Problem description
Continue the essay on the Brexit debate and logical fallacies, starting after its final sentence.
╭─ Source text
For professional philosophers like me, the Brexit debate offers a great illustration of the value of what we teach. Rarely has there been an issue of such national significance, whose outcome depends so strongly on rhetorical (rather than economic or military) force. Some of this rhetoric has been well directed, some downright dishonest, but much – I suspect – has been unintentionally flawed through lack of awareness of logical pitfalls. Recognising this could help hugely in our current political crisis.

“You would say that…”

Take the common rebuff: “You only argue in favour of a public vote because you’re a Remoaner” (coupled here with another disreputable move: name-calling). It may well be that most who argue for – or against – a public vote on Brexit are motivated by their view of the 2016 result. But personal motive is utterly irrelevant to the rational assessment of a debate, as philosophers have recognised since antiquity (hence the fallacy has a Latin name: ad hominem).

Imagine a judge saying to a defendant: “You’re only presenting this argument because you want to be acquitted, so the jury should ignore what you say.” Or one scientist attacking a rival: “You’re only presenting those experiments because you want to promote your theory, so they should be ignored.” What matters in getting to the truth is not the motive of those who present some argument, but whether their argument is good or bad.

Playing up false analogies

Many other fallacies arise from misleading analogies. For example, I suspect that opposition to another public vote is largely founded on the British love of sport and fair play. The 2016 referendum divisively pitted “Leavers” against “Remainers”, and when the referee blew the final whistle, the Leavers had won.

Remainers later cast doubt on how fairly the game had been played, with shenanigans on social media that were dubiously funded and so on. But many on both sides saw such complaints as losing with bad grace: we generally think one should abide by the referee’s decision, whatever the action replay might reveal. But whether the same principle should apply to electoral malpractice and a result with huge significance for the country’s long-term future is highly debatable.
╰─
╭─ Material
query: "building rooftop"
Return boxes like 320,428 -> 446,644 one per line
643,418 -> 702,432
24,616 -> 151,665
╰─
Answer below
The sporting analogy can also falsely suggest that we can be expected to exhibit the same loyalty to “our side” as we do in football or cricket. But in politics it is obviously entirely reasonable to change our mind as we learn from events. Hence we expect to be offered new elections every few years, rather than allowing politicians to hijack our democratic voice by taking for granted that we irrevocably belong to “their team”. Those who voted for Brexit in 2016, but have since changed their mind, will understandably dislike being taken for granted in this sort of way.

Promises can be cancelled as well as broken

A related point is that our political choices are far more likely to be conditional than our sporting allegiances. Many voted for Brexit because they were told that it would enrich the country (particularly the NHS) and pave the way for easy trade deals around the world. If their support was conditional on that expectation, then they cannot legitimately be counted as committed “Leavers” if the reality turns out to be quite different. So unless we check voters’ opinions after the available options have been clarified, we simply cannot know what their preferences would be.

Nor should politicians consider themselves unconditionally bound by any “promise” made under such circumstances. If you and I normally drive home from work together, and you promise to take me instead to the local football stadium tomorrow evening, I would feel justifiably aggrieved if – after the match has been cancelled – you insist on still taking me to that now unwanted destination against my will, “to honour your promise”. Promisees are standardly accorded a right of cancellation.

“Will of the people”

Even more misleading than talk of “Leavers” and “Remainers” is referring to “the British people” as though this is a unified population with a unified “will”. Many have changed their mind since 2016, but even if they had not, we now have a significantly different electorate – more than two million newly eligible young people, while many older voters have died. With voting highly correlated to age, and more than 80% of the young reported as favouring staying in the EU, demographic change alone could easily have moved the overall balance of opinion.

Is it then fair to bind the current “British people” by a marginal vote of a somewhat different population three years ago, without giving them the opportunity to express a different view? It is particularly extraordinary to see Westminster politicians insisting on this, while themselves voting repeatedly on the prime minister’s deal, free to change their minds on a timescale of days.

A transparently fair vote of the British people – allowing them to take account of what has been learned since 2016 – cannot plausibly be represented as “anti-democratic”. Yet many politicians are wrapping themselves in misleading rhetoric to justify shutting their ears to public dismay about where we are heading.

Perhaps they can be persuaded otherwise by arguments like those above. But if not – and unless fault can be found in those arguments – then we do have to wonder whether something else is really driving them: such as personal ambition, or political ideology and lack of interest in the democratic will. Such politicians need to be called out and required to answer rationally. They must not be allowed to hijack our future with cheap rhetorical slogans.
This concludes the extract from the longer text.